**Task details:** Please reproduce, exactly and with nothing added, the line containing "Target: laptop" and every line after it to the end of the records.

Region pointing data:
────────

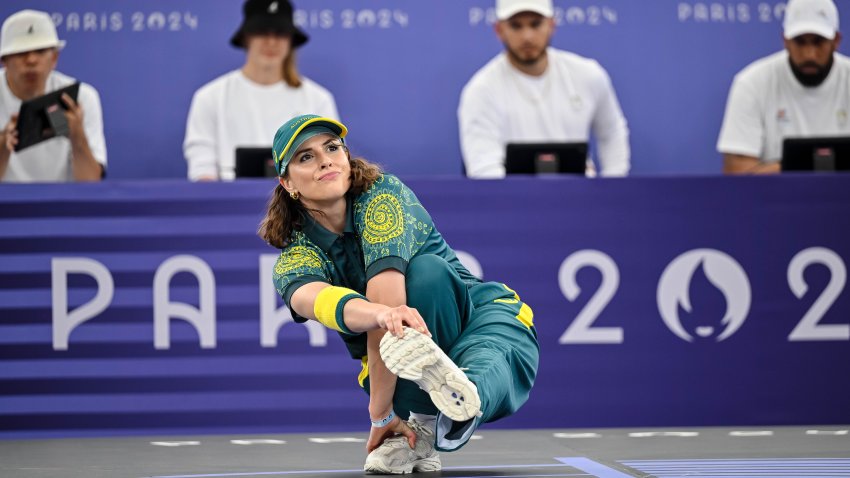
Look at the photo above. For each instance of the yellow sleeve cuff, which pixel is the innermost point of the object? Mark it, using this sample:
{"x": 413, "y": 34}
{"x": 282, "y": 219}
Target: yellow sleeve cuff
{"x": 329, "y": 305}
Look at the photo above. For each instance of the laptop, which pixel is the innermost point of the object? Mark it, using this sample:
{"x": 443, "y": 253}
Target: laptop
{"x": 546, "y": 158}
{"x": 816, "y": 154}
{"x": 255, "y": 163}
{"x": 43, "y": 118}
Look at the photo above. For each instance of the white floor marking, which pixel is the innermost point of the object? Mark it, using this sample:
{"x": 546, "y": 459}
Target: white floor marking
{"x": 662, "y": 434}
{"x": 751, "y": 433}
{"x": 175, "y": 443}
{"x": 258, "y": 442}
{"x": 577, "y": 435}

────────

**Answer section:**
Target: laptop
{"x": 546, "y": 158}
{"x": 816, "y": 154}
{"x": 255, "y": 163}
{"x": 43, "y": 118}
Look at the photo above. For each instance of the white floor marking, which pixel is the innermost point of the object? Mark it, using this sample:
{"x": 546, "y": 459}
Target: white floor marking
{"x": 662, "y": 434}
{"x": 751, "y": 433}
{"x": 175, "y": 443}
{"x": 258, "y": 442}
{"x": 577, "y": 435}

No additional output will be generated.